··· Records provided ···
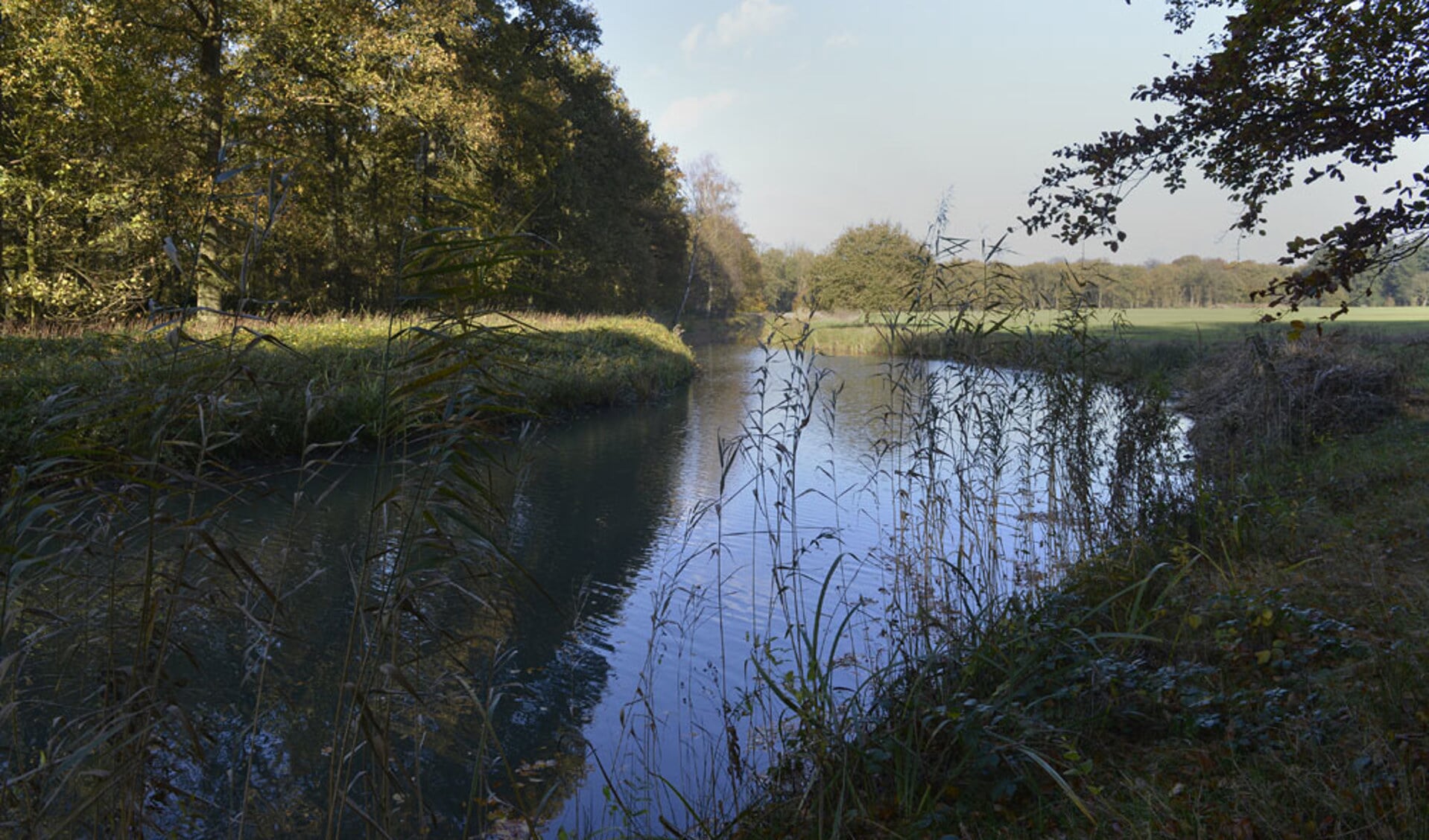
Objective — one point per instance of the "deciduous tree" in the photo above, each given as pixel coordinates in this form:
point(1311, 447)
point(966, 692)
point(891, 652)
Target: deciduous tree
point(1290, 92)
···
§ **Exercise brief**: All of the entries need to be copied exactly, minus any pictures.

§ **Answer**:
Objective — one point per instance of the "deciduous tree" in the photo above, each given as pixel coordinates in this form:
point(1311, 447)
point(966, 692)
point(891, 652)
Target: deciduous tree
point(1290, 92)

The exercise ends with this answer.